=== Materiał do zadania ===

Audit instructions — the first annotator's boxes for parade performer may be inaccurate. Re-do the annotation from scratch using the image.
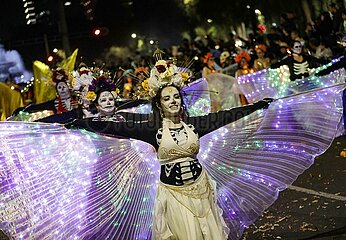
[270,41,329,81]
[0,57,345,240]
[253,44,270,71]
[69,60,270,239]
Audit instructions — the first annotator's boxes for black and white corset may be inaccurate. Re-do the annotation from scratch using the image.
[156,125,202,186]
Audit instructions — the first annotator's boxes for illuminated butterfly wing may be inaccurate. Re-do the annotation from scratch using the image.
[0,122,159,240]
[238,62,346,103]
[198,84,346,239]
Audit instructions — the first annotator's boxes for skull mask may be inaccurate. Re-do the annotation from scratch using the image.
[220,51,231,63]
[56,82,70,99]
[96,91,115,116]
[292,42,302,55]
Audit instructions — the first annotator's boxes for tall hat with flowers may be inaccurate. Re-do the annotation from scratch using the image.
[138,49,191,99]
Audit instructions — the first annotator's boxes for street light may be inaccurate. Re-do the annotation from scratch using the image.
[94,29,101,36]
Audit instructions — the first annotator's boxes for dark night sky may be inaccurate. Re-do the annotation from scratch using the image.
[0,0,187,68]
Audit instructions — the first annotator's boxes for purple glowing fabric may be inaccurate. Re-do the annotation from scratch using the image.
[0,85,345,239]
[237,59,346,103]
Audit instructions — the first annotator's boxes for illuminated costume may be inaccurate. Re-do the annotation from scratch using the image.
[0,57,345,239]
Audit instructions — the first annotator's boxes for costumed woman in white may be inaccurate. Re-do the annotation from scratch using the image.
[75,57,270,240]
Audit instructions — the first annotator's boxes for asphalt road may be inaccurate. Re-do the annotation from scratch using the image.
[242,136,346,240]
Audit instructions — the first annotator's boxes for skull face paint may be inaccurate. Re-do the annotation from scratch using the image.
[292,42,302,54]
[97,91,115,116]
[56,82,70,99]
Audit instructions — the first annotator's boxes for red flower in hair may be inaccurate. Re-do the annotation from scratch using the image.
[256,44,267,52]
[155,65,166,73]
[203,52,213,63]
[234,51,251,63]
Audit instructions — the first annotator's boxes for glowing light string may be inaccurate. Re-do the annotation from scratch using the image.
[0,84,346,240]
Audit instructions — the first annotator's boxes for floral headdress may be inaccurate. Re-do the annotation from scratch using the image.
[146,60,190,98]
[234,51,251,63]
[71,66,94,91]
[255,44,267,53]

===

Treść zadania: Przepisz wszystkie powyższe wpisy, zmieniając nazwę "street light" na "lamp post" i nie zmieniając niczego poza tym. Pomiń w odpowiedzi obrazy.

Rozwiązanie zadania:
Audit instructions — the first annotator's boxes for parade performer may be inaccurate. Re-do the annotation from scratch using the image.
[270,41,329,81]
[0,57,345,240]
[253,44,270,71]
[69,60,270,239]
Audit instructions — the first annotator's boxes for black and white corset may be inaccurate. Re-do the annotation from scratch using the image.
[156,125,202,186]
Audit instructions — the first annotator's boxes for illuminated butterfly wing may be inaccurate. Re-do the annotation from scratch using the image.
[0,122,159,240]
[238,62,346,103]
[198,84,346,239]
Audit instructions — the first annotator's boxes for skull mask may be inaccurate. Re-do the annotation from scratch using the image.
[220,51,231,63]
[56,82,70,99]
[96,91,115,116]
[292,42,302,55]
Audit instructions — the first annotator's boxes for tall hat with flowers may be inaccurate. Re-do the annotation from scratch using the image.
[138,49,191,99]
Audit instructions — the first annotator's boxes for lamp post may be inaccurate. Re-do the annotation from scratch using the image.
[94,29,101,36]
Audit instructions — the first annotator's boxes for dark night sky may be inaccurate. Re-do the annotation from scratch using the image.
[0,0,187,68]
Audit instructions — the first annotator's boxes for purple glowing fabric may be inaccurate. Re-do the annotation from scratch using the image.
[0,85,345,239]
[237,59,346,103]
Audit instructions — the first annotator's boxes for illuminated costume may be inaccurate. Re-do the annotation from scratch using the image.
[0,57,345,239]
Audit instructions — the first annotator's boxes for costumed woman in white may be inaccurate. Re-do the annotation from scratch using the image.
[75,57,270,240]
Audit instructions — the first annotator's boxes for asphalt road may be inaccurate. Re-do the annotation from scratch using the image.
[242,136,346,240]
Audit instructions — the first annotator's boxes for skull face paint may be inaccurate. Re-do the annotation from scratch using the image.
[292,42,302,54]
[97,91,115,116]
[56,82,70,99]
Audit instructions — the first annotator's boxes for red flower in hair may be inaccurate. Re-do the annotation from scratch using the image.
[256,44,267,52]
[155,65,166,73]
[203,52,213,63]
[234,51,251,63]
Audit instructions — the first annotator's boxes for glowing light string may be inaccurate. Re-do the annotation from scratch using the image.
[0,84,346,240]
Audit instructions — the first annotator's boxes for floral headdress may be inaccurate. Re-do the annotation from scratch using the image.
[146,60,190,98]
[234,51,251,63]
[71,66,94,91]
[255,44,267,53]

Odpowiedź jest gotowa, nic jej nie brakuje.